■ THE REQUEST: Duplicate everything from the start of the records down to and including the line that contains "holes: even-odd rule", and nothing more.

○ ○ ○ ○ ○

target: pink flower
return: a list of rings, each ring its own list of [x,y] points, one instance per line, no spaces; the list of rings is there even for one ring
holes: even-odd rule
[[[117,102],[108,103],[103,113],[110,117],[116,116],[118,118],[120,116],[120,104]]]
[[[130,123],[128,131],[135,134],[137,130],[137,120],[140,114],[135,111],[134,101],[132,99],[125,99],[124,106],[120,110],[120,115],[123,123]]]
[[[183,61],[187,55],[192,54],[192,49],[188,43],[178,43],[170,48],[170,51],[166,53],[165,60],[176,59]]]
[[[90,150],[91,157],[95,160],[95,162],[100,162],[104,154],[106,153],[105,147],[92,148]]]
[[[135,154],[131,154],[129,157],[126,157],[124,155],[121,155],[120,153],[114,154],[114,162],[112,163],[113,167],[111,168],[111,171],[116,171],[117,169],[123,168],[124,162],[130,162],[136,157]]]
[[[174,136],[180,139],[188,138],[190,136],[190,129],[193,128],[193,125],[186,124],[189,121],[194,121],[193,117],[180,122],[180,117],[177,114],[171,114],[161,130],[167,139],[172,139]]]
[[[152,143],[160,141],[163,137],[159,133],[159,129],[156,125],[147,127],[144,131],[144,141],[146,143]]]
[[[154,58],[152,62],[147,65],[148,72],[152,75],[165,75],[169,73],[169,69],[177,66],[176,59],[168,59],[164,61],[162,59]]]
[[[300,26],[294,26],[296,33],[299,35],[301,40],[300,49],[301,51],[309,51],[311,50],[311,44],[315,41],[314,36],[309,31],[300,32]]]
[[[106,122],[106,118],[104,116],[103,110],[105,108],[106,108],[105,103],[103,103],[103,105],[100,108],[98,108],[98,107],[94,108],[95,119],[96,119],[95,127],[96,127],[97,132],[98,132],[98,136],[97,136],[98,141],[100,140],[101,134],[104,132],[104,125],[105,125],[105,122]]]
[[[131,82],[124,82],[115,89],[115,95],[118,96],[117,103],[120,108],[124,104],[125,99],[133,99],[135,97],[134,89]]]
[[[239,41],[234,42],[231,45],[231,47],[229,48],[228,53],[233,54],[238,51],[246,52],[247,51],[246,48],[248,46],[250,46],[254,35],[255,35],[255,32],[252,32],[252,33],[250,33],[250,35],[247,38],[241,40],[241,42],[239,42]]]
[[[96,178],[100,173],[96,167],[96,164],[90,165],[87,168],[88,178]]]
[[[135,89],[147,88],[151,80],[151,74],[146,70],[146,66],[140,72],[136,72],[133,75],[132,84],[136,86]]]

○ ○ ○ ○ ○

■ EXERCISE SOLUTION:
target: pink flower
return: a list of rings, each ring its own list of [x,y] points, one instance per line, no spaces; the list of rings is there even for one ring
holes: even-odd rule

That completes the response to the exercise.